De l'utilisation des concepts anciens
Le sens de la plupart des concepts anciens ne nous touche plus véruitablement et ne représente pas un enjeu valide pour l'homme tel qu'il évolue dans le XXIème siècle. Il n'est pas question de nier tout l'apport de pensée que des philosophes réputés ont pu apporter à l'humanité, mais de se débarrasser de l'analyse de leurs œuvres au regard de la s"mantique des concepts d'aujourd'hui. Le fait de continuer à ressasser sans arrêt Platon ou Socrate, Spinoza ou Kant (encore que les concepts de Kant figurent à mon avis parmi les plus actuels de la philosophie), Hegel ou Sartre, en considérant implicitement leurs questions comme toujours licites, provoque un effet stérilisateur dans la pensée philosophique moderne. Ne ressortons pas à tout bout de champ Epicure, voire même les pré-socratiques comme des défenseurs de la substance de la philosophie ! Pourquoi prétendre nécessaire ce retour aux sources draconien par rapport auquel la Renaissance fait figure d'exercice de style ?
Il faut gérer cette mémoire comme une mémoire historique mais non présente, ce parcours d'obstacles aliénant dans le dédale des concepts philosophiques de chaque époque impliquant un brouillage des sens de concepts et une stérilisation des idées novatrices philosophiques de notre temps.
Une comparaison avec la science aurait tous les apparats du ridicule. On pourrait ainsi, pour chaque thèse de mathématiques, demander au candidat de comparer son travail à l'ensemble de la littérature mathématique depuis les grecs anciens, voire avant eux. Cette demande paraîtrait de la pure absurdité en raison du décalage immense de préoccupations et des concepts mathématiques entre les grecs anciens et les hommes d'aujourd'hui. Cette démarche, paraît au contraire, si importante en philosophie, qu'à mesure que les siècles passent, le nombre de philosophes à citer étant devenu trop important, chaque thèse semble prédestinée à se noyer dans les méandres des commentaires du passé, cherchant désespérément une interprétation actuelle de réflexions dont les concepts nous sont, pour toujours, devenus étrangers. Laissons cette tâche titanesque aux historiens de la philosophie.

----

* _Exercices_
1 > Recopiez fidèlement le passage du texte sur les concepts anciens qui commence aux mots « Il faut gérer » et s'arrête après « de notre temps. ».
2 > Relevez tous les philosophes désignés par leur nom dans le texte sur les concepts anciens.

----

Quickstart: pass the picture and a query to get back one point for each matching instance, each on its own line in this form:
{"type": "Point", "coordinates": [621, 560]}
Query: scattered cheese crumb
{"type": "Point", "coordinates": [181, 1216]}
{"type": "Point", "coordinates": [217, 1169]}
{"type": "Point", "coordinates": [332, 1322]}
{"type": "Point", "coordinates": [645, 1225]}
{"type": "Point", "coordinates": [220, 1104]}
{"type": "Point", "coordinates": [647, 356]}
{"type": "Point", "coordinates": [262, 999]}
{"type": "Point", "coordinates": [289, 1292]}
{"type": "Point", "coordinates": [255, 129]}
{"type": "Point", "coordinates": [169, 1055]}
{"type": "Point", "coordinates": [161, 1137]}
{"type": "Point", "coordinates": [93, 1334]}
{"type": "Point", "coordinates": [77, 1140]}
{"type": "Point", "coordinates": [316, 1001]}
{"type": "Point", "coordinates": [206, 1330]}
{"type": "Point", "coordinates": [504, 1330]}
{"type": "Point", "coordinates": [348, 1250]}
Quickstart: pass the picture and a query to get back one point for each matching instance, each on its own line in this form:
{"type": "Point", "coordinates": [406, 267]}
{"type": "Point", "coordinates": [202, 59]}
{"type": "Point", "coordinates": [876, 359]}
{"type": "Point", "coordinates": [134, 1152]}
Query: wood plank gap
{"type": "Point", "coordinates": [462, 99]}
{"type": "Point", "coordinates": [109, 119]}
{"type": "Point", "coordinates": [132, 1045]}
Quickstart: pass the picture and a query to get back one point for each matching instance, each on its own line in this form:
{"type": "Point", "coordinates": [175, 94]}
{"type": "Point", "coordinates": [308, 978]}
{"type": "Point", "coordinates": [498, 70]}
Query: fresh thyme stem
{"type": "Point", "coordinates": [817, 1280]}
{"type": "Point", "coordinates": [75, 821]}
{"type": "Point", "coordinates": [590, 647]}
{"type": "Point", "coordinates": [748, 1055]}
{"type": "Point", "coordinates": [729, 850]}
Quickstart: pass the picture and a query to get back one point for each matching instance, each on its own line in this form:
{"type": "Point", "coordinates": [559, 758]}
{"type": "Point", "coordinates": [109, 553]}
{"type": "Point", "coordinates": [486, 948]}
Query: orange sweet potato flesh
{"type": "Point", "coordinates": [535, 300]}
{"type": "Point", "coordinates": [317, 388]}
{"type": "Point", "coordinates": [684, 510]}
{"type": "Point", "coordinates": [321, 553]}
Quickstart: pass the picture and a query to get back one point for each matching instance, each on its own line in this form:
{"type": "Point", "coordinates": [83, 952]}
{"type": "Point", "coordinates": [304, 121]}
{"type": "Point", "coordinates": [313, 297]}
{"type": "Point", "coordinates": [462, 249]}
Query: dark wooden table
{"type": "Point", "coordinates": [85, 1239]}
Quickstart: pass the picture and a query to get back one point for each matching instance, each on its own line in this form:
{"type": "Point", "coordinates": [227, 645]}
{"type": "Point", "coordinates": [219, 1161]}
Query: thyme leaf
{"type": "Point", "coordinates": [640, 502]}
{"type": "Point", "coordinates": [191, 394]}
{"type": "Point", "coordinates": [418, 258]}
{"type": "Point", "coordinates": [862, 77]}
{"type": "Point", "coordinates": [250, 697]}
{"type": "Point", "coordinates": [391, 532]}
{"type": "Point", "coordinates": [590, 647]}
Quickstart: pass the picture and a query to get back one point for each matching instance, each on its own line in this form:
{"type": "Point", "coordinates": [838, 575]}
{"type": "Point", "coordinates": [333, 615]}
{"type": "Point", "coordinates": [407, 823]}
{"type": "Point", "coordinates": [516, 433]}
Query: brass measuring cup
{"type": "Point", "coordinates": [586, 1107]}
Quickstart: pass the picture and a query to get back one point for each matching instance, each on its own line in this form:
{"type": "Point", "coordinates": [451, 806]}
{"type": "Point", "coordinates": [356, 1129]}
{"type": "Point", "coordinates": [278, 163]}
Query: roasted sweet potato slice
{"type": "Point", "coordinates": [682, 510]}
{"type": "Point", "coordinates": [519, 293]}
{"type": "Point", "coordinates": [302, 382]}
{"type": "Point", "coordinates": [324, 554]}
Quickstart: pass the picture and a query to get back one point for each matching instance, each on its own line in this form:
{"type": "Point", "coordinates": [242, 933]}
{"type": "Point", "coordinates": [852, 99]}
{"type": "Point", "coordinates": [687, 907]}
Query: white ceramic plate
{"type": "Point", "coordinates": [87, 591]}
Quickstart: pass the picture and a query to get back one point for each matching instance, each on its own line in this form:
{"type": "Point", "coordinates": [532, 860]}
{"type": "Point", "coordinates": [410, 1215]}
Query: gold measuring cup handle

----

* _Réponses_
1 >
Il faut gérer cette mémoire comme une mémoire historique mais non présente, ce parcours d'obstacles aliénant dans le dédale des concepts philosophiques de chaque époque impliquant un brouillage des sens de concepts et une stérilisation des idées novatrices philosophiques de notre temps.

2 > Platon, Socrate, Spinoza, Kant, Hegel, Sartre, Epicure